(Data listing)
>> Start
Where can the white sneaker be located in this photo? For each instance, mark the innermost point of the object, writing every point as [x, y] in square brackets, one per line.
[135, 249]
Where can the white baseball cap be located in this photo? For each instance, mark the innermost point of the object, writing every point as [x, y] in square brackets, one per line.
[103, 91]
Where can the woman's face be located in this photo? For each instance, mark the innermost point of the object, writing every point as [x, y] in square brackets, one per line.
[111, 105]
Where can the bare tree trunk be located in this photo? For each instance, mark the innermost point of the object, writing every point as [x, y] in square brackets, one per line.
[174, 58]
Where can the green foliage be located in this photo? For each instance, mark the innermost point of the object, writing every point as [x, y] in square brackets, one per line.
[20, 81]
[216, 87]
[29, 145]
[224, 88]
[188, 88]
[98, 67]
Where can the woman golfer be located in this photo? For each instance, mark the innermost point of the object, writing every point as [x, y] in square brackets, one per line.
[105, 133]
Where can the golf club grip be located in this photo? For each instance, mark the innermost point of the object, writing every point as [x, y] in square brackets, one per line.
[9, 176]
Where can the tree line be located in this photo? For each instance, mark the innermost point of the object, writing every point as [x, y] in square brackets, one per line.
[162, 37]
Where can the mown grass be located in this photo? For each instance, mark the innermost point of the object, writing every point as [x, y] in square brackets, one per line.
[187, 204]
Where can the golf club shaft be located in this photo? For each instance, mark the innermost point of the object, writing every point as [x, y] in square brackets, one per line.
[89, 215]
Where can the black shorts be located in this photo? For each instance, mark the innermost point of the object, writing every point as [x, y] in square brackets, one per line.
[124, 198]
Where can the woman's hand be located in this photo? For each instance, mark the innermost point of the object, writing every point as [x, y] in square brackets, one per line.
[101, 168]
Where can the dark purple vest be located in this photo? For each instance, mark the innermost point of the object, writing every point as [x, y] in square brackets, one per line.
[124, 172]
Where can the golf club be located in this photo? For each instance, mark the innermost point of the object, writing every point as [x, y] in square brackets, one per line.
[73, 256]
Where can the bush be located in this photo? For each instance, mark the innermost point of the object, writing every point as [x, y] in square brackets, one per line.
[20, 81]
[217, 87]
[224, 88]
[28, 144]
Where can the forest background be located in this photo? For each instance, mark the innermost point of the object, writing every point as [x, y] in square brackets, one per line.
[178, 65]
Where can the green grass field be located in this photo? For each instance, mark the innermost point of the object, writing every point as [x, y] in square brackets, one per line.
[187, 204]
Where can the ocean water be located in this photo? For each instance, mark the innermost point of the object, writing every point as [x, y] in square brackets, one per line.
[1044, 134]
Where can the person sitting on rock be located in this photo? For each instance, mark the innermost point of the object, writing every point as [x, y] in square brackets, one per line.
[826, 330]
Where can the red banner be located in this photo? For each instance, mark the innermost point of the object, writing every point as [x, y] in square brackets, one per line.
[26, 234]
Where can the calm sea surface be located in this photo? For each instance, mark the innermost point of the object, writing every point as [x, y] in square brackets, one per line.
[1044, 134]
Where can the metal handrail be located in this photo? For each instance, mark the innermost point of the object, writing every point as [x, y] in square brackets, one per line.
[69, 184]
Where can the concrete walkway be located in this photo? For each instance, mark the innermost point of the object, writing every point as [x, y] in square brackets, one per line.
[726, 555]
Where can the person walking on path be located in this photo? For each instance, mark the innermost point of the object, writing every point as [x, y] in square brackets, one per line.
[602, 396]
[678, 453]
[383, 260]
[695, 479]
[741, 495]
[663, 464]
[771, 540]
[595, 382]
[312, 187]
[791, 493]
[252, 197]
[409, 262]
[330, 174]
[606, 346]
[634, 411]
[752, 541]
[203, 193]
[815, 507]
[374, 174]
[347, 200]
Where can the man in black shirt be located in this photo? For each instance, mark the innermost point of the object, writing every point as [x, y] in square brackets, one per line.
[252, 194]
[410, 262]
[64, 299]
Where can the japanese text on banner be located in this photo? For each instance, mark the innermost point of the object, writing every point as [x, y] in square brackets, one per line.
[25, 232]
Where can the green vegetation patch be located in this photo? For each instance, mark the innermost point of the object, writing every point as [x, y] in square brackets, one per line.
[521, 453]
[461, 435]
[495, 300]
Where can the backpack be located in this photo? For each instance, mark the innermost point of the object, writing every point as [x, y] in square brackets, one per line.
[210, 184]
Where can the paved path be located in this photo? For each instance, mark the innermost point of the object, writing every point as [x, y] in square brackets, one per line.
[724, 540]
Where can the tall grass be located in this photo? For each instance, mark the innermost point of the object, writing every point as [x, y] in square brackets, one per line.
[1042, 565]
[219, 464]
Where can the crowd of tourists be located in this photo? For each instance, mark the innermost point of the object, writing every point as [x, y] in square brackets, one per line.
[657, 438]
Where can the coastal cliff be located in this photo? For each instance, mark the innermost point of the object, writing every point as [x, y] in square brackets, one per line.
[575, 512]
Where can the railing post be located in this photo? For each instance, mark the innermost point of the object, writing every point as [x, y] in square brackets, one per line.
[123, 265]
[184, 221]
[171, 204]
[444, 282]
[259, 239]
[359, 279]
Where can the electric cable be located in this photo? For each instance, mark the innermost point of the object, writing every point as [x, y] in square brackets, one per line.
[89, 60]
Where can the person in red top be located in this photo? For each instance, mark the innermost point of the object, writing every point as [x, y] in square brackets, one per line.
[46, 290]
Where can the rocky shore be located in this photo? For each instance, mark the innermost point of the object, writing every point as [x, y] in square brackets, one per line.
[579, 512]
>> End
>> Start
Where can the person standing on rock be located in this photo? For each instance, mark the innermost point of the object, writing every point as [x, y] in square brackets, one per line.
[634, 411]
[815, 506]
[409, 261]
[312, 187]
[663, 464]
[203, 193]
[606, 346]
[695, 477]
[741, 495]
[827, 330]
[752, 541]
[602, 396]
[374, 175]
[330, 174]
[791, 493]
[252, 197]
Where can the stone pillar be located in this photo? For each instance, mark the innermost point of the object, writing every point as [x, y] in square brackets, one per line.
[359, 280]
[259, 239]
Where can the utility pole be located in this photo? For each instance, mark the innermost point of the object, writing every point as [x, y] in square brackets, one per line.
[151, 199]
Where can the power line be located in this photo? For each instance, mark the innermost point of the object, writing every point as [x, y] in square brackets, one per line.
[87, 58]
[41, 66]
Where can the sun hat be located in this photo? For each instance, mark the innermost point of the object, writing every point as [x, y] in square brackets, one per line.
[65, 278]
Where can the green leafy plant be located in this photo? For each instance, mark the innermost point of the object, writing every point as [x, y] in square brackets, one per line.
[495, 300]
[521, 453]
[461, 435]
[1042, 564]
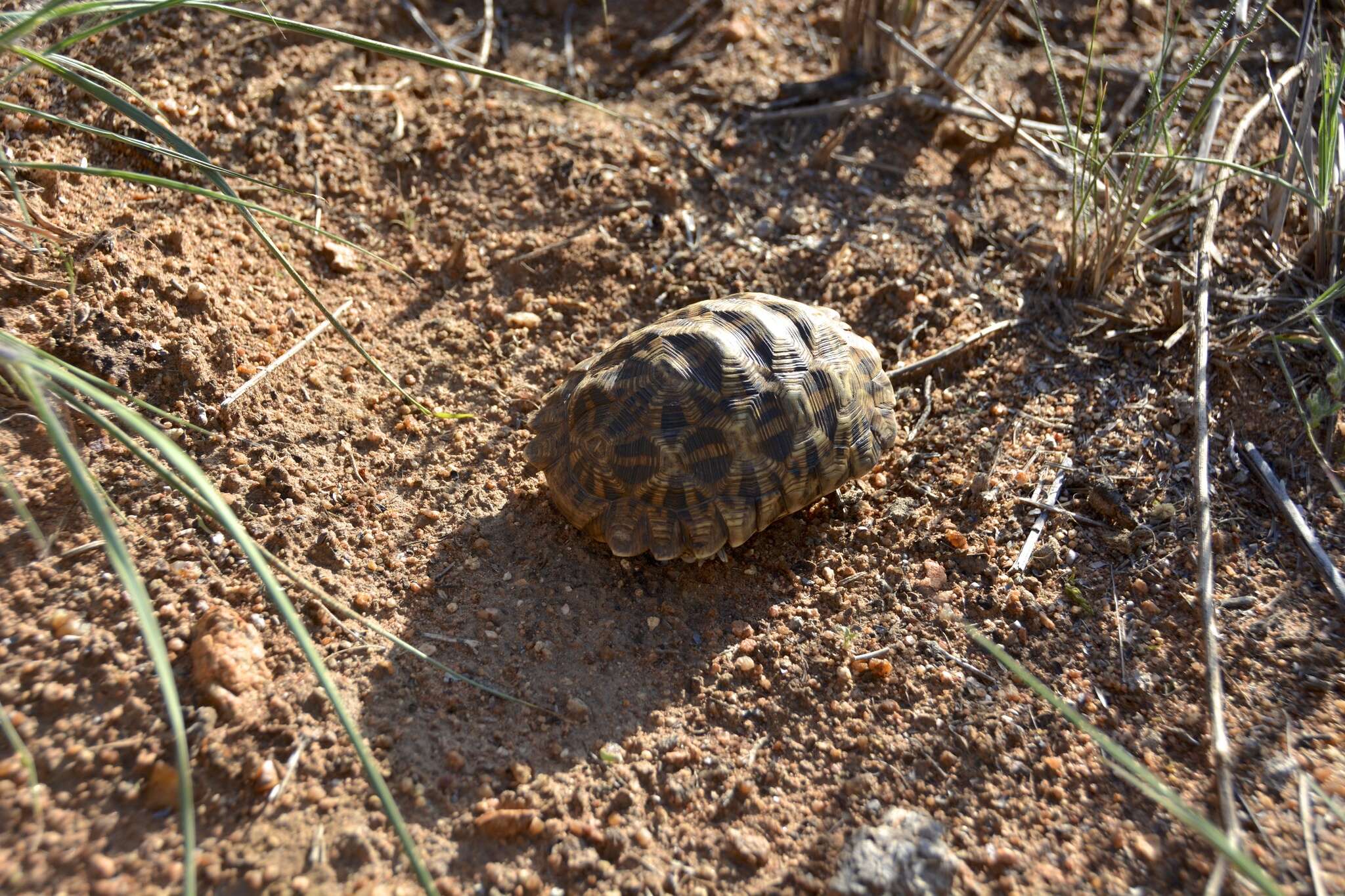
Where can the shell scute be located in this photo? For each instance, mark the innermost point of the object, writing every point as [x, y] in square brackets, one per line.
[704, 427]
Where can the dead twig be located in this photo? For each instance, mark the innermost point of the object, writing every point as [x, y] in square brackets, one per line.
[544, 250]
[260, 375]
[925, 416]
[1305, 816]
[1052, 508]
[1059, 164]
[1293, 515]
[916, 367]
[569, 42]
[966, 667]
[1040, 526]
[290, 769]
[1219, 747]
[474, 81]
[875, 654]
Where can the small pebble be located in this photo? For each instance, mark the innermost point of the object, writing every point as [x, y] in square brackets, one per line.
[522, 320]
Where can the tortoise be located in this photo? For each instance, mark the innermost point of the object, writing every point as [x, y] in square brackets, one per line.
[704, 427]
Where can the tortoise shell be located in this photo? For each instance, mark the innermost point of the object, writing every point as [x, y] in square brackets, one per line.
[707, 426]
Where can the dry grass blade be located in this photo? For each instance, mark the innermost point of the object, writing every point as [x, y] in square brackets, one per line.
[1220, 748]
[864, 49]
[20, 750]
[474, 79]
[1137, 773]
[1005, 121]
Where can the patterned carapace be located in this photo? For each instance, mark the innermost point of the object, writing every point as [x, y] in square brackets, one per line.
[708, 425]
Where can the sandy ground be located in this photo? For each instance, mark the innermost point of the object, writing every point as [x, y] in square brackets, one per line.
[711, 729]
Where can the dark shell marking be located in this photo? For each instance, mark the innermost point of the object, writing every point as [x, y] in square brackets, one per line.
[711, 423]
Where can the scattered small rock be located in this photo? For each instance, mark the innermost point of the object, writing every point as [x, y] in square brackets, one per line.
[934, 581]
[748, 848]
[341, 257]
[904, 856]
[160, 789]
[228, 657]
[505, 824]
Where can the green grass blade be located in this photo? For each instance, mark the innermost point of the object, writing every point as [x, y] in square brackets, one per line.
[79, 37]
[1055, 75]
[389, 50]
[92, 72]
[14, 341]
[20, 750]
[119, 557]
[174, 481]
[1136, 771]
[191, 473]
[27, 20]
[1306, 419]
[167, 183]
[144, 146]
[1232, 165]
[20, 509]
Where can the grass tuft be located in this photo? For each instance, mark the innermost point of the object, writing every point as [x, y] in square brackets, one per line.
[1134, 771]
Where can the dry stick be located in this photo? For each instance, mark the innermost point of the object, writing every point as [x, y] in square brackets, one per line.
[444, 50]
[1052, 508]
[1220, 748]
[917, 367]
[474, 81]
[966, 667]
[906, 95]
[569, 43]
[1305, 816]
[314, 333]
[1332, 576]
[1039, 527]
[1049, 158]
>> End
Exercise description: How many lines of the data listing above contain the word "club"? Treat case as significant and give only the number.

The answer: 3